--- Цель упражнения ---
Напишите продолжение отрывка о действиях Бисмарка накануне войны с Австрией, начав сразу после его последнего предложения.

--- Фрагмент текста ---
▽

Уже 9 июня прусские войска приступили к оккупации Гольштейна. Операция прошла гладко, даже слишком гладко, по мнению Бисмарка, которому было выгодно кровопролитное столкновение. Мантейфель, располагавший примерно 12 тысячами солдат, позволил Габленцу с меньшими по численности австрийскими частями спокойно отойти на территорию Ганновера, чем вызвал нешуточный гнев главы правительства. Сам Бисмарк вел в эти дни переговоры с лидерами венгерских националистов, обсуждая с ними план создания «мадьярского легиона» и организации восстания в тылу австрийских сил. Одновременно планировалась высадка Джузеппе Гарибальди[428] в Далмации с целью поднять на мятеж южных славян. Бисмарк собирался задействовать все возможные инструменты, не опасаясь упреков в беспринципности и применении недозволенных приемов. Главная задача заключалась в том, чтобы быстро выиграть войну. «Я со спокойной совестью преследую ту цель, которая кажется мне правильной для моего государства и для Германии. Что касается средств, то я использую те, которые имею в распоряжении при отсутствии иных», — говорил глава правительства позднее в беседе с журналистом[429].

На следующий день — 10 июня — прусский министр-президент направил германским правительствам проект нового союзного договора, предусматривавшего созыв национального парламента, а заодно исключавшего Австрию из состава обновленного Германского союза. В ответ 12 июня монархия Габсбургов разорвала дипломатические отношения с Пруссией. В тот же день был подписан секретный франко-австрийский договор, согласно которому Австрия вне зависимости от исхода войны соглашалась уступить Венецию в обмен на нейтралитет Парижа, не возражала против создания на западе Германии зависимого от Франции государства и получала свободу рук в определении размеров компенсации своих потерь за счет Пруссии.

△

--- Исходные данные ---
▽

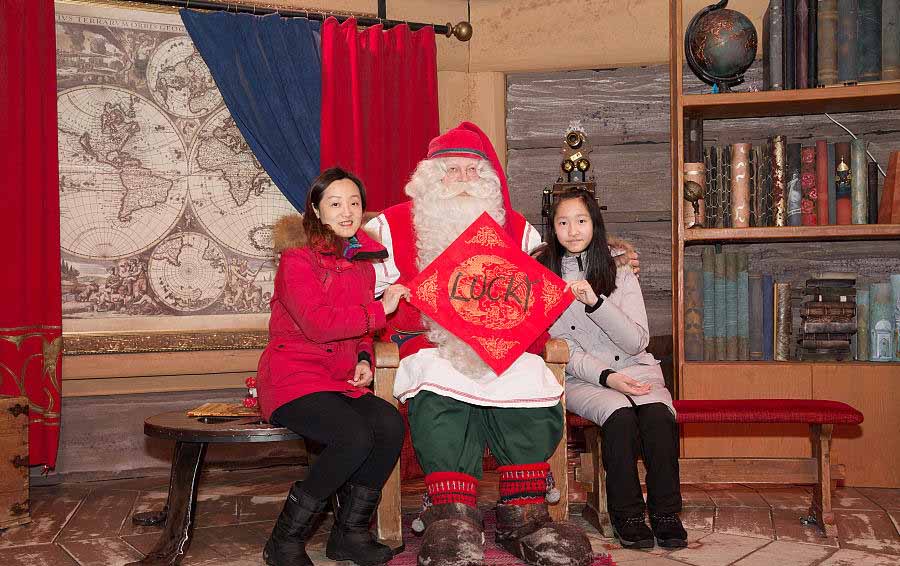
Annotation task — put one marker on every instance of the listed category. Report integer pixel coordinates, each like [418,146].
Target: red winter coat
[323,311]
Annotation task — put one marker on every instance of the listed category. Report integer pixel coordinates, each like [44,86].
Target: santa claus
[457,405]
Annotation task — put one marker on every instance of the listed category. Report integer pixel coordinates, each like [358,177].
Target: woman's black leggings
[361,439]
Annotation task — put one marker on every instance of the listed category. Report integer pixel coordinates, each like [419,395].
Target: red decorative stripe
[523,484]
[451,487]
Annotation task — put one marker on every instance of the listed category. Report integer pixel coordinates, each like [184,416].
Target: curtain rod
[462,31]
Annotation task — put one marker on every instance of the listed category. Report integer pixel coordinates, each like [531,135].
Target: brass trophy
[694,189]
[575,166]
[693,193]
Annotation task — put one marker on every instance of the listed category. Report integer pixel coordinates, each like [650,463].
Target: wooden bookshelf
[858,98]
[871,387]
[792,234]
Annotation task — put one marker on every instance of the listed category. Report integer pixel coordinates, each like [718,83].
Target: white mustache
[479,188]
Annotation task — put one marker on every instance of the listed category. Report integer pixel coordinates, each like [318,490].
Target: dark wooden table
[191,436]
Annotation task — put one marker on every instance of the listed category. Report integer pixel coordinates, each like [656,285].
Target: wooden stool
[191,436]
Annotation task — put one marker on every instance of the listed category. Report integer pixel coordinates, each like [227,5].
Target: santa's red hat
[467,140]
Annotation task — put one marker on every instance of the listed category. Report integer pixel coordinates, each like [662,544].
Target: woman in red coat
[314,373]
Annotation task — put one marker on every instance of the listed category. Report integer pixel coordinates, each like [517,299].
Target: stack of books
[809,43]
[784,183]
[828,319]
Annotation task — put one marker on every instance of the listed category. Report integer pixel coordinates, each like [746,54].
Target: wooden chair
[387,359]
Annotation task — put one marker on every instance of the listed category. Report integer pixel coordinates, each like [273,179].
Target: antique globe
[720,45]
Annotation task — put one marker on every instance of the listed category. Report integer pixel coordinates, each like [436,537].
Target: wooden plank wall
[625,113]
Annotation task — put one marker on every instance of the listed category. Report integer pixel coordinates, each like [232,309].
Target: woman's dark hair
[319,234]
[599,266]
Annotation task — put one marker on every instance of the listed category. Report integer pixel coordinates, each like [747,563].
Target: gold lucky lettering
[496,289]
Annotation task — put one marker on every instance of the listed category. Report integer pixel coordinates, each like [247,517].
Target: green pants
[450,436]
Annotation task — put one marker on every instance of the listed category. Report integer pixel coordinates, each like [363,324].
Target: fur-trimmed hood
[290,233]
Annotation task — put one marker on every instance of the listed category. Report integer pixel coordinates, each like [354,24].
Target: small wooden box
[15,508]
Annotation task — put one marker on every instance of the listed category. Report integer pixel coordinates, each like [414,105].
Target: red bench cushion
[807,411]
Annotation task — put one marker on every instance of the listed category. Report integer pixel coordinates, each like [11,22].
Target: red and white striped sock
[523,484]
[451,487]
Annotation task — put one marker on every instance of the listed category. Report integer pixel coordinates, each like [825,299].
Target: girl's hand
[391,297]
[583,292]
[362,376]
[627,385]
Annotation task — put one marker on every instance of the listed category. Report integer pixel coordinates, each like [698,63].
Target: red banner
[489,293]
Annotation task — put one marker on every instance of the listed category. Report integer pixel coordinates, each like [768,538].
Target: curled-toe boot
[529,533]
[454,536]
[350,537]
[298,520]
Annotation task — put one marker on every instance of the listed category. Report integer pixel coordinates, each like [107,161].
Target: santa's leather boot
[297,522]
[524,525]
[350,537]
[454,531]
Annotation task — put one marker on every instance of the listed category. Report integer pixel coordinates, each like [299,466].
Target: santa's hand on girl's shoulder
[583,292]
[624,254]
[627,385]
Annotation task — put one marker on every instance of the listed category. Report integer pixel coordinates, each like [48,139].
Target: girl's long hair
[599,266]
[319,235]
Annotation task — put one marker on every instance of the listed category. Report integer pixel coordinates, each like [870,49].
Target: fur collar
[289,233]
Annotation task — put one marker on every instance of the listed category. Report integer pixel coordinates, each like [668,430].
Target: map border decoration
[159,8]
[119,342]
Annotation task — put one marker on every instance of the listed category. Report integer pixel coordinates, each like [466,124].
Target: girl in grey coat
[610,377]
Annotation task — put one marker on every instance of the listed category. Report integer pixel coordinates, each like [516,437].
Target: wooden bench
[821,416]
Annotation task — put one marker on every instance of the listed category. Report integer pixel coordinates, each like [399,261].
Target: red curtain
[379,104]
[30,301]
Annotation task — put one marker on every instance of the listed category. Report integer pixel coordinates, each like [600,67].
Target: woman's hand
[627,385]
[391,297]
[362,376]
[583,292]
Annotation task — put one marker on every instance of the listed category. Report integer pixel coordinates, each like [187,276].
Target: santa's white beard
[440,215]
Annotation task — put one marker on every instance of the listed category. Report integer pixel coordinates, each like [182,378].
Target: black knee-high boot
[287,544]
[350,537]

△
▽

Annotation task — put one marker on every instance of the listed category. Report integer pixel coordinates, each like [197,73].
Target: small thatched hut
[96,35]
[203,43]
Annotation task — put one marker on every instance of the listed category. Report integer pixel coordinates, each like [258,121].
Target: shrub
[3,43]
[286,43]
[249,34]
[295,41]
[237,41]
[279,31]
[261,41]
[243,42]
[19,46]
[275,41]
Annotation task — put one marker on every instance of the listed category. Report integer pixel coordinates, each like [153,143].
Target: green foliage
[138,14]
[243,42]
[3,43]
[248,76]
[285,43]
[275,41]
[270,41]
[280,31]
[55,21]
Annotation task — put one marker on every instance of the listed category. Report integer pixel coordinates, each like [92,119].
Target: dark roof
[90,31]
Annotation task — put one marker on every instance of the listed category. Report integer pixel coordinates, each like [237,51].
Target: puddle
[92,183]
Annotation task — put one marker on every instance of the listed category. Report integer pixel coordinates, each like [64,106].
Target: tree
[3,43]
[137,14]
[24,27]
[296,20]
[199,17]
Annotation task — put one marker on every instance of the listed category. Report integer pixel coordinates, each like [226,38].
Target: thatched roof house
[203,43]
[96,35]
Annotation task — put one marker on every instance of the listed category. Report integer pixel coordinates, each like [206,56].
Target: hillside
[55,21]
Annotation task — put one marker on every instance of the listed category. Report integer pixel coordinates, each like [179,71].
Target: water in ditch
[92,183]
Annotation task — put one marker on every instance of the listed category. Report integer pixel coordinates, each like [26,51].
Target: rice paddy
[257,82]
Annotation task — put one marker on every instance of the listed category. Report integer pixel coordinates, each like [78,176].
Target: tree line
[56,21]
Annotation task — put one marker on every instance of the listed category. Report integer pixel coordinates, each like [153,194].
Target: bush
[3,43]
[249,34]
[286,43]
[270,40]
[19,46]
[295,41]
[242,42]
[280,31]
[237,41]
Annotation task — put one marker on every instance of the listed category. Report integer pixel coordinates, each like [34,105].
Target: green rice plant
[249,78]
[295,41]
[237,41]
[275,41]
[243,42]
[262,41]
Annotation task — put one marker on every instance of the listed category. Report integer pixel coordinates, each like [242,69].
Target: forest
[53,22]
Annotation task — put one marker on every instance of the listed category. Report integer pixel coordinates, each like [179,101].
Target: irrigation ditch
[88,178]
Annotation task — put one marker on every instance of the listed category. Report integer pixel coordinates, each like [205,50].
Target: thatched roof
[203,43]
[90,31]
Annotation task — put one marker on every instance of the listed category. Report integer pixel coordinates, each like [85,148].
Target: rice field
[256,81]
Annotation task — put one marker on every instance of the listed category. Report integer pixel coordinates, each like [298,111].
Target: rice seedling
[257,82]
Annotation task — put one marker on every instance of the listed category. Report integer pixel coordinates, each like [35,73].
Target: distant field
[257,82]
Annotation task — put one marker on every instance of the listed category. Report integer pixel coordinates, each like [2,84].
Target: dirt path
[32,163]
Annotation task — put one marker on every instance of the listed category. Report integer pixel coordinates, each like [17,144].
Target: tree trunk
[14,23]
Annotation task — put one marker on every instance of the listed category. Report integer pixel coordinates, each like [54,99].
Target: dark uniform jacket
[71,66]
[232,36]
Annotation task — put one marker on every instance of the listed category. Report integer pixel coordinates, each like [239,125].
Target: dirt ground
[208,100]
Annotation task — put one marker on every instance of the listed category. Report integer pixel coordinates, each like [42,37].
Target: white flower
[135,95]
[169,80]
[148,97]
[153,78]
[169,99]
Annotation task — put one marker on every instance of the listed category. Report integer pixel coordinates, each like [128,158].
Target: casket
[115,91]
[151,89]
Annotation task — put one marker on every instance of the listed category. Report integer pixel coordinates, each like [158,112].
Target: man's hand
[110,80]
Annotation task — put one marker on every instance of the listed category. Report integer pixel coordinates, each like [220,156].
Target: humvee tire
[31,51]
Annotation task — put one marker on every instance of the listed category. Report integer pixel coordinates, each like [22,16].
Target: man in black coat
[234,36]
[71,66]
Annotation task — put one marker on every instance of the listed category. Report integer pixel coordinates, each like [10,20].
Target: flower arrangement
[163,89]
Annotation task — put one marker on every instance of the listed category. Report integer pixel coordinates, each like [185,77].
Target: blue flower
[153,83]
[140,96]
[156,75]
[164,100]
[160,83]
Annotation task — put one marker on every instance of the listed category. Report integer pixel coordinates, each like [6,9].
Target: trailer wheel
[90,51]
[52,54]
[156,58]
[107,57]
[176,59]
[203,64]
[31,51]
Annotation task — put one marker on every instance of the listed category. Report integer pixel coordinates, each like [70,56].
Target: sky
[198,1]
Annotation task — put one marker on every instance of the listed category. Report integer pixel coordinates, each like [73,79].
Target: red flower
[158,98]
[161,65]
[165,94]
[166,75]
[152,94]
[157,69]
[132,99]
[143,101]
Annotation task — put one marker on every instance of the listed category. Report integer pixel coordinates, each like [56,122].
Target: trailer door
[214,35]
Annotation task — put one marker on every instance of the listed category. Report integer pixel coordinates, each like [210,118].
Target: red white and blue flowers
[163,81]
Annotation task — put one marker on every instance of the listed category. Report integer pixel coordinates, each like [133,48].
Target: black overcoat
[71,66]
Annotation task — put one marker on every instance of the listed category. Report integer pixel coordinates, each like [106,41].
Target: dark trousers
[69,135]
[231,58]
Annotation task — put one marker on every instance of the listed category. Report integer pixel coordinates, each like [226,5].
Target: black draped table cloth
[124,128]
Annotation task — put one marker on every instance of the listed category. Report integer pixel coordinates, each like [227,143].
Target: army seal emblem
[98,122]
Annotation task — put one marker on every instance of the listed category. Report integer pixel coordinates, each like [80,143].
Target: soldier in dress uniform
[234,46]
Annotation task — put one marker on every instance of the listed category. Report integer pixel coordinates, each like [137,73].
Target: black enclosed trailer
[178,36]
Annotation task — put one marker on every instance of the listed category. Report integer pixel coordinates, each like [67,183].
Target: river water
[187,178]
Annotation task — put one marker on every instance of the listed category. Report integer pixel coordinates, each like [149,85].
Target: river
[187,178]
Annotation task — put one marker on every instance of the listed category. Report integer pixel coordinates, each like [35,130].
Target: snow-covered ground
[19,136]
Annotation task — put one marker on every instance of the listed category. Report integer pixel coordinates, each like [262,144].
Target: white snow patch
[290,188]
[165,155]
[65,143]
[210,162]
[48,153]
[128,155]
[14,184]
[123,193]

△

--- Результат упражнения ---
Четырнадцатого июня Бундестаг принял предложение Австрии по решению о мобилизации германской армии без прусского контингента. Бисмарк в ответ в тот же день охарактеризовал этот акт как грубейшее нарушение конституции, означающее фактическую ликвидацию Германского союза, и объявление войны. Саксонии, Кургессену и Ганноверу было 15 июня в ультимативном порядке предложено примкнуть к Пруссии. После отказа всех трех государств прусские войска пришли в движение. 17 июня Бундестаг принял решение силой принудить пруссаков прекратить вторжение. В тот же день начались первые столкновения между австрийскими и прусскими частями. 22 июня Мольтке от имени короля Вильгельма I приказал сконцентрированным на австрийской границе прусским войскам перейти границу с Богемией. Именно здесь решалась судьба Пруссии и самого Бисмарка. Министр-президент в последних числах июня отправился вместе с королем на этот театр боевых действий. По некоторым свидетельствам, он всерьез подумывал о том, чтобы в случае поражения свести счеты с жизнью. Английскому послу он сказал: «Борьба будет серьезной. Если нас разобьют, я не вернусь сюда. Я погибну в последней атаке. Можно умереть лишь однажды, и когда терпишь поражение, лучше умереть»[430]. Еще один любопытный эпизод: накануне похода Бисмарк поручил Блейхрёдеру снабдить его определенным количеством золотых монет разных стран. Собирался ли он в случае неудачи бежать с поля боя и скрываться в эмиграции, как предполагает Кристиан фон Кроков[431]? Ответа на этот вопрос мы, возможно, никогда не узнаем.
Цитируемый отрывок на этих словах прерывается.